Die Arbeitsverhältnisse der 57 Beschäftigten des Vereins sind unstreitig nach § 613a BGB im Wege des Betriebsübergangs auf sie übergegangen. Einen Betriebsübergang von der Rettungsdienste gGmbH bestreitet die Arbeitgeberin allerdings. Die Arbeitgeberin bot den 49 Beschäftigten der Rettungsdienste gGmbH zum 01.01.2013 Arbeitsverträge mit geänderten Bedingungen an.

Dagegen wehrte sich der Betriebsrat. Das Gremium bestellte am 02.01.2013 einen Wahlvorstand für Neuwahlen. Auch hinsichtlich der von der Rettungsdienste gGmbH betriebenen zwei Rettungswachen habe ein Betriebsübergang stattgefunden. Der Betriebsrat ist der Ansicht, zumindest im Wege eines Übergangsmandats nach § 21 a BetrVG für die Beschäftigten aller sieben Rettungswachen zuständig zu sein.

Der Betriebsrat beantragte beim Arbeitsgericht (ArbG) Cottbus festzustellen, dass der Betriebsratsvorsitzende und die anderen Mitglieder bis zur Wahl eines neuen Betriebsrats die gesetzlichen Rechte und Pflichten eines Betriebsrats wahrnehmen.

Die Entscheidung:

Das ArbG Cottbus wies den Antrag ab. Dem früheren Betriebsrat der Rettungsdienste gGmbH stehe ein Übergangsmandat gemäß § 21a BetrVG nicht zu. Das ArbG entschied, der vormals von der Rettungsdienste gGmbH geführte Betrieb bestehe nach der Zusammenlegung nicht als betriebsratsfähige Organisationseinheit fort, so dass der Betriebsrat ist nicht über den 31.12.2012 hinaus im Amt geblieben sei.

Entgegen der Auffassung der Arbeitgeberin seien allerdings auch die von der Rettungsdienste gGmbH betriebenen zwei Rettungswachen im Wege des Betriebsübergangs auf sie übergegangen.

Mit der Aufgabenwahrnehmung ab dem 01.01.2013 habe sie diese wirtschaftliche Einheit auch unter Wahrung ihrer Identität fortgeführt. Dass keine vertraglichen Beziehungen zwischen der Arbeitgeberin und der Rettungsdienste gGmbH bestanden, ändert hieran nichts.

::::::

Aufgabenbeschreibung: Führe jedes Datum auf, das im Dokumenttext vorkommt, und nenne jedes nur einmal. Die Datensätze haben damit nichts zu tun.

::::::

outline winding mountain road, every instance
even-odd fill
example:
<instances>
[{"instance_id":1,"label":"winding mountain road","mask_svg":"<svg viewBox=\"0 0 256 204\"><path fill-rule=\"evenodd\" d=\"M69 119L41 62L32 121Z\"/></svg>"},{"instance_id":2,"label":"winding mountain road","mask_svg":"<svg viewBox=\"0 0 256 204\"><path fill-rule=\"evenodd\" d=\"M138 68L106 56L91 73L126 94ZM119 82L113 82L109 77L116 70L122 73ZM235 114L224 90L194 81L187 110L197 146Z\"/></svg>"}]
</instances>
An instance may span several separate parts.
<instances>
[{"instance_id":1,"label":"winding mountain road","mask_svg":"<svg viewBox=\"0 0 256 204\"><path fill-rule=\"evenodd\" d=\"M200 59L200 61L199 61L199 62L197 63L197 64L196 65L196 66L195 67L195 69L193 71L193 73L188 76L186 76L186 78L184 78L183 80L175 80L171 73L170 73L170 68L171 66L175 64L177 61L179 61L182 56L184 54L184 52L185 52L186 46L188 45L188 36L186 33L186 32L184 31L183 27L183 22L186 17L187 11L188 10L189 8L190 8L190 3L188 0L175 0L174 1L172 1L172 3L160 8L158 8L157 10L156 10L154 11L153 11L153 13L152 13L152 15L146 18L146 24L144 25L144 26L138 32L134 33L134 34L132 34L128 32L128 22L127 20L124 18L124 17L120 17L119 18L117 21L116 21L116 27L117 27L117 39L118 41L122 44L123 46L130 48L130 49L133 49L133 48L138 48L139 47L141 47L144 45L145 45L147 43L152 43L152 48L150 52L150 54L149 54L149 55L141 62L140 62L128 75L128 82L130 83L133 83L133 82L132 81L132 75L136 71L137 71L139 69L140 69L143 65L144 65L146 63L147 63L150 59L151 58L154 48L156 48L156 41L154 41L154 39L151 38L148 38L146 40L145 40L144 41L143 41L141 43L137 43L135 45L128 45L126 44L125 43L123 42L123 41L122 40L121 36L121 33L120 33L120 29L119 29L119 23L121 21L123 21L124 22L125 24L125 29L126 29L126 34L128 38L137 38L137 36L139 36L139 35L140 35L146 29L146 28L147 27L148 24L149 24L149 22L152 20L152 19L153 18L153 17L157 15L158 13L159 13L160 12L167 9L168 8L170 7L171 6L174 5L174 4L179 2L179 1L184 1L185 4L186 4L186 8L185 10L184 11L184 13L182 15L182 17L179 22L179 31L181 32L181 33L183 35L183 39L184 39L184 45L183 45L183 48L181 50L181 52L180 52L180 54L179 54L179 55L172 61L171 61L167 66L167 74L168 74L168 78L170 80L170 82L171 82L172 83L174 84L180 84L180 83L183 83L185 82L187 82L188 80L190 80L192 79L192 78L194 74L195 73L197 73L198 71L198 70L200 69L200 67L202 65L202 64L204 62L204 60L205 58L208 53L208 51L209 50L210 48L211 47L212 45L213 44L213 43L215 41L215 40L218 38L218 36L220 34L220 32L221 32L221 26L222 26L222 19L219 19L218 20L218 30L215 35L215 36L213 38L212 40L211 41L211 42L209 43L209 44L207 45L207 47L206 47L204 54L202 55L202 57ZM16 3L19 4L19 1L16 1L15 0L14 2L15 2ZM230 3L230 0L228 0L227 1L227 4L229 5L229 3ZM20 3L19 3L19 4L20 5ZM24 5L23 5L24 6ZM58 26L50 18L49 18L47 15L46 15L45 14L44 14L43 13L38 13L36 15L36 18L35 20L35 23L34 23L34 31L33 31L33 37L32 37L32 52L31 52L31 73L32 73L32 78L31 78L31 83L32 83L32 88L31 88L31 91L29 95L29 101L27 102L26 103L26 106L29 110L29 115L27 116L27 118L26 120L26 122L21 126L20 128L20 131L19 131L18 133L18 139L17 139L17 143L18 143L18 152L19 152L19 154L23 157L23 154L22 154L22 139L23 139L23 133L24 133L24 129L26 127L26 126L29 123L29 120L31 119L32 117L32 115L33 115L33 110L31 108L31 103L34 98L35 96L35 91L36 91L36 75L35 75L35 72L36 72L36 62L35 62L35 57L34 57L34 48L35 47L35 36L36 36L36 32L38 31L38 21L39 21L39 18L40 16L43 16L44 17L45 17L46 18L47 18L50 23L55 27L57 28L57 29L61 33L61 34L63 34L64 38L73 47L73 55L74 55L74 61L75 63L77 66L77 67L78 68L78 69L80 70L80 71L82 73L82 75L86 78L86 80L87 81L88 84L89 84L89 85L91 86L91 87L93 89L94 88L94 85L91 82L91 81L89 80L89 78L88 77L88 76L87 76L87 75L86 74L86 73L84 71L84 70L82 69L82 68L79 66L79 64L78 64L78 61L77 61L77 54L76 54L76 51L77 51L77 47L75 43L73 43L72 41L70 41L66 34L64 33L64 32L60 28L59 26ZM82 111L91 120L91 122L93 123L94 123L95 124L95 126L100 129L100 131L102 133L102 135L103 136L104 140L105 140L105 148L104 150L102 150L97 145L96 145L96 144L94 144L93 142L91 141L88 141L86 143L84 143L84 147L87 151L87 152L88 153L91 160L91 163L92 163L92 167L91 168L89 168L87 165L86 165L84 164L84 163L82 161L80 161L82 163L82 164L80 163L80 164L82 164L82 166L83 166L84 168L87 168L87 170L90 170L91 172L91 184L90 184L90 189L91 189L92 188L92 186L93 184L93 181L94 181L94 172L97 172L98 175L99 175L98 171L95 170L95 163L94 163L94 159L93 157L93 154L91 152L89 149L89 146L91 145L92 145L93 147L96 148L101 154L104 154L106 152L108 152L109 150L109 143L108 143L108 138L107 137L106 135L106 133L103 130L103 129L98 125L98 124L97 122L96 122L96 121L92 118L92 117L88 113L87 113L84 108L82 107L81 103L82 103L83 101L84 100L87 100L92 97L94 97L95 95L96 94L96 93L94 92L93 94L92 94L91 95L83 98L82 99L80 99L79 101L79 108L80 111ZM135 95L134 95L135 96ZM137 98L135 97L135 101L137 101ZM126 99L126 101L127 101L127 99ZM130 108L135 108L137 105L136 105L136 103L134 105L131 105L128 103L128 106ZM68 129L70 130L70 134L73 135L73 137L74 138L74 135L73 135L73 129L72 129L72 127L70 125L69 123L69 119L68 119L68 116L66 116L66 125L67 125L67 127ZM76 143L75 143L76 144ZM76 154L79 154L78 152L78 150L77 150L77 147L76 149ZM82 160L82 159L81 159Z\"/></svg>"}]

::::::

Lösung: 01.01.2013, 02.01.2013, 31.12.2012